# Task directions:
Within the entries below, the lines from the one with "Can you spot the long" through the one with "Can you spot the trailer" are to be set down exactly, both ends kept.

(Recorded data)
───
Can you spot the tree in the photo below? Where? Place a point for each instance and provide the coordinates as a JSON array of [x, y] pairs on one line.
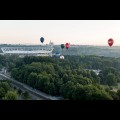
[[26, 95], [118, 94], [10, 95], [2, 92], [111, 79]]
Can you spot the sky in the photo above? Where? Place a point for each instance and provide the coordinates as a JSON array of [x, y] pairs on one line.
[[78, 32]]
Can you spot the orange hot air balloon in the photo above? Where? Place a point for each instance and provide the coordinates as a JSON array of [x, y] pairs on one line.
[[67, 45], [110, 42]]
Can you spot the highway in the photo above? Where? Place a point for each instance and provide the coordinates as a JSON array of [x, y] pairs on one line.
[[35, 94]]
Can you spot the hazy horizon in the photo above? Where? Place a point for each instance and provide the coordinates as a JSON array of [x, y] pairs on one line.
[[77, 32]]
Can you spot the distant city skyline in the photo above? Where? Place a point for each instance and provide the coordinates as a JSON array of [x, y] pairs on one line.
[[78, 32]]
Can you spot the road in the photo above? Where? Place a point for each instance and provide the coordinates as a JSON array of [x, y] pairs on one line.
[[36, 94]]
───
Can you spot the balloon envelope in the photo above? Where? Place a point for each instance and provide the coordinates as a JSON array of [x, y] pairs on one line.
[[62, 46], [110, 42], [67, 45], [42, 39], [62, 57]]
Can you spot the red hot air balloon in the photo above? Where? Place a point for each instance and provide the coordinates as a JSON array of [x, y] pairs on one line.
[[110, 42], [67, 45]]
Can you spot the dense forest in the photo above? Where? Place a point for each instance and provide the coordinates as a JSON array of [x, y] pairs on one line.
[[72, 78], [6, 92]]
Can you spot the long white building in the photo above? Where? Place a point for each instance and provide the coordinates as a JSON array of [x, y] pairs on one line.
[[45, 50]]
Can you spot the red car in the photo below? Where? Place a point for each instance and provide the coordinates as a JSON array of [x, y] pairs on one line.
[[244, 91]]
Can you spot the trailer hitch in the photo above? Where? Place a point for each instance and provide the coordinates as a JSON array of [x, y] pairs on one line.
───
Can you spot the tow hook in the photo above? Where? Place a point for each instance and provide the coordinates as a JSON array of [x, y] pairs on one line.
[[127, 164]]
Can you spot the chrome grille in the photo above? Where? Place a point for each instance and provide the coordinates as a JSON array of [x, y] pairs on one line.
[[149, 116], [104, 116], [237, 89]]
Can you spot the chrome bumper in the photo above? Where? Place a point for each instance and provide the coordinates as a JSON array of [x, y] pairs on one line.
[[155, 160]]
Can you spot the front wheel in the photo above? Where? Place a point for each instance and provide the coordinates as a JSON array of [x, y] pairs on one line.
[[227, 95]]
───
# Written solution:
Can you spot the long white building in the photo above? Where? Place a point for each instance and provide the coordinates as a JSON array of [x, y] pairs on one line.
[[45, 50]]
Can you spot the red car in the photo below? Where? Place a point for each instance and provide the coordinates as a JSON array of [x, y] pairs on one line.
[[244, 91]]
Can you spot the trailer hitch in the photo above? Where? Place a point for each instance and provide the coordinates as a JSON array of [x, y] pairs on one line.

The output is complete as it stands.